Исходный текст ::

-=-=-

Больше с милицией у меня никаких трений и конфликтов не было. Но ведь были же и арест Жанны Агузаровой, и «посадка» Алексея Романова, и суд над Костей Кинчевым — это же реальность, от которой никуда не деться!
Так-то оно так, но только знаменитое «Дело Кинчева» мне почему-то напоминает «женский роман». Тем более что и озвучено оно женщиной — Ниной Барановской, куратором Ленинградского рок-клуба. Напомню, что 16 и 17 ноября 1987 года в Ленинграде во Дворце спорта «Юбилейный» проходили концерты группы «Алиса». Первый день прошел без серьезных эксцессов, хотя обстановка была достаточно накаленной. На второй день Кинчев, озабоченный опозданием жены, вышел встречать ее за милицейское ограждение, а обратно его уже не пустили. Кроме того, какой-то милиционерик толкнул жену Кинчева, тот за нее, естественно, вступился, после чего его затолкали в милицейский уазик, заломив, как водится, руки за спину. Задержанию Кинчева воспрепятствовали фаны, которые оказались поблизости, в результате Кинчева отпустили и концерт начался, хоть и с некоторым опозданием. Кинчев, выйдя на сцену, популярно объяснил публике, по какой причине концерт не смог начаться вовремя:
«Потому что меня и мою беременную жену не пускали в зал менты!»

-=-=-

Строки данных ::
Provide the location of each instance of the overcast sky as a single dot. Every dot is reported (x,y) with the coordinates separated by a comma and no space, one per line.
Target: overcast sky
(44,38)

-=-=-

Задания к выполнению ::
A) Обновите в исходном тексте фрагмент от «Больше с милицией» до «никуда не деться!», заменив «трений» на «разногласий», и приведите этот фрагмент целиком.
B) Согласно исходному тексту, где проходили концерты группы «Алиса» 16 и 17 ноября 1987 года?

Ответы ::
A)
Больше с милицией у меня никаких разногласий и конфликтов не было. Но ведь были же и арест Жанны Агузаровой, и «посадка» Алексея Романова, и суд над Костей Кинчевым — это же реальность, от которой никуда не деться!

B) Во Дворце спорта «Юбилейный» в Ленинграде.